─── INFORMATION

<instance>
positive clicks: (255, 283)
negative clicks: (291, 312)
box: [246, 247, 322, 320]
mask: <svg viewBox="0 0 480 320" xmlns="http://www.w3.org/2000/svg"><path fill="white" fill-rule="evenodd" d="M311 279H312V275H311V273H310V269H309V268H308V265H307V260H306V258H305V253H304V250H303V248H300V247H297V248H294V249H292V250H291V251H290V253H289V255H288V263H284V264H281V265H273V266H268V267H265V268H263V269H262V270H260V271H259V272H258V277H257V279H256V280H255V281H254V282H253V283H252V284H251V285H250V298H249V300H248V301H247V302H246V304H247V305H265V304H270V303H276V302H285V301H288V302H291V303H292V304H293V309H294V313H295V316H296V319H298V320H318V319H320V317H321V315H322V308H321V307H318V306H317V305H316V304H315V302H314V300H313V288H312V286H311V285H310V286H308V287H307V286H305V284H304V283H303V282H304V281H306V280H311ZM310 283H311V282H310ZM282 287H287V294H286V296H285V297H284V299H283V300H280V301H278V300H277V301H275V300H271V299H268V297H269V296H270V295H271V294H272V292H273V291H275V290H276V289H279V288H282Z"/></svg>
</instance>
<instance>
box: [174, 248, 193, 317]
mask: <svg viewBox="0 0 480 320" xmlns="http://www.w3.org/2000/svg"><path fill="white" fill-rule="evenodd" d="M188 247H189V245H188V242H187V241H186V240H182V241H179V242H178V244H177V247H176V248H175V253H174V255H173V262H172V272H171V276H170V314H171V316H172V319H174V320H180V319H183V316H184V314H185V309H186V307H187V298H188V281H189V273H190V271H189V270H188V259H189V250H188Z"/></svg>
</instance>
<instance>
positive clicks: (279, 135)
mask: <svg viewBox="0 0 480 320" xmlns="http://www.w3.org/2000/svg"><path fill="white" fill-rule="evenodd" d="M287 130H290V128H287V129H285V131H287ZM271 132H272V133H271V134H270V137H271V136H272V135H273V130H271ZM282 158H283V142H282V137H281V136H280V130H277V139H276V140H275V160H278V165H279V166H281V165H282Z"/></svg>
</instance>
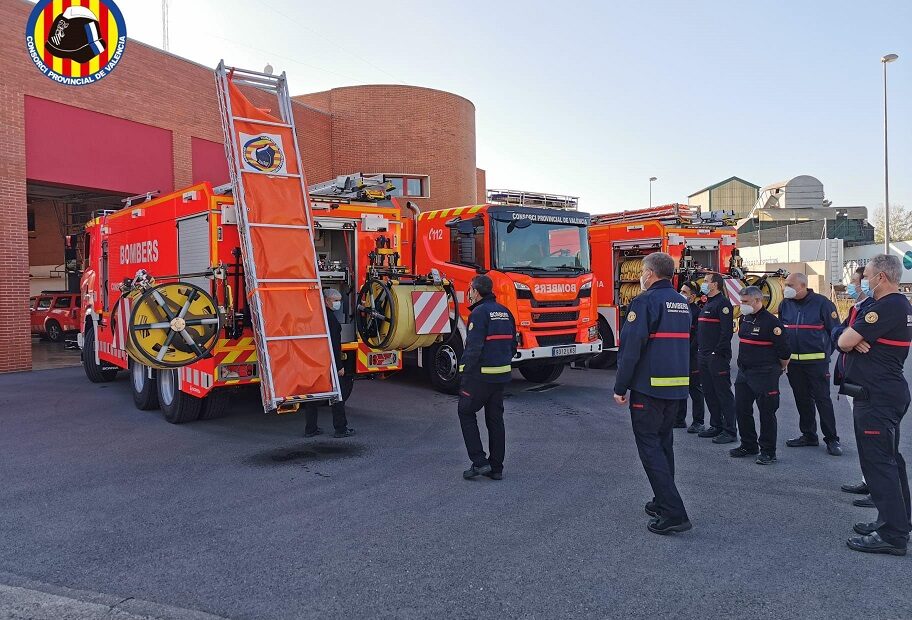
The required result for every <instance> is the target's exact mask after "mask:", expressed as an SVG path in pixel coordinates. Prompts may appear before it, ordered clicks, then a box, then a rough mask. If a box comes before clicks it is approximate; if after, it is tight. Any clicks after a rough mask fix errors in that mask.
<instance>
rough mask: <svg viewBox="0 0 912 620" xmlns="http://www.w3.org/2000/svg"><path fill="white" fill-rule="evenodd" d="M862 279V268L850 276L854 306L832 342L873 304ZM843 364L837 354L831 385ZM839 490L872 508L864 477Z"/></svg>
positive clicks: (837, 332)
mask: <svg viewBox="0 0 912 620" xmlns="http://www.w3.org/2000/svg"><path fill="white" fill-rule="evenodd" d="M862 278H864V267H859V268H858V269H856V270H855V273H853V274H852V278H851V279H850V281H849V283H848V285H846V293H847V294H848V296H849V297H851V298H852V299H854V300H855V305H853V306H852V308H851V309H850V310H849V314H848V316H847V317H846V319H845V320H844V321H843V322H842V323H841V324H840V325H837V326H836V327H834V328H833V336H832V340H833V342H839V337H840V336H841V335H842V332H844V331H845V330H846V328H848V327H851V326H852V324H853V323H854V322H855V318H856V317H857V316H858V314H859V313H862V314H863V313H864V311H865V310H866V309H867V307H868V306H870V305H871V304H872V303H874V298H873V297H869V296H868V295H867V294H866V293H865V292H864V291H863V290H861V280H862ZM845 362H846V354H845V353H843V352H842V351H840V352H839V354H838V356H837V357H836V366H835V367H834V369H833V385H837V386H838V385H840V384H841V383H842V378H843V375H844V374H845ZM846 400H847V401H849V408H850V409H851V408H852V404H853V403H852V401H853V400H854V399H853V398H852V397H851V396H846ZM841 489H842V490H843V491H844V492H846V493H855V494H858V495H865V497H860V498H858V499H856V500H854V501H852V504H853V505H854V506H858V507H860V508H873V507H874V502H873V501H871V496H870V495H868V485H867V483H865V481H864V476H862V477H861V483H860V484H844V485H842V487H841Z"/></svg>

──────

WHAT YOU NEED TO DO:
If a line in the listing has "rough" in it, report that line.

OUTPUT OF THE TASK:
The required result for every <instance> is the target's exact mask after "mask:", expressed as an SVG path in pixel coordinates. Prompts may appear before it, ordered clicks, then a box, then a rough mask. If a box comes before clicks it is approximate; if after, it is tight. Any clicks after a rough mask fix errors in that mask.
rough mask: <svg viewBox="0 0 912 620" xmlns="http://www.w3.org/2000/svg"><path fill="white" fill-rule="evenodd" d="M862 279V268L850 276L854 306L832 342L873 304ZM843 364L837 354L831 385ZM839 490L872 508L864 477Z"/></svg>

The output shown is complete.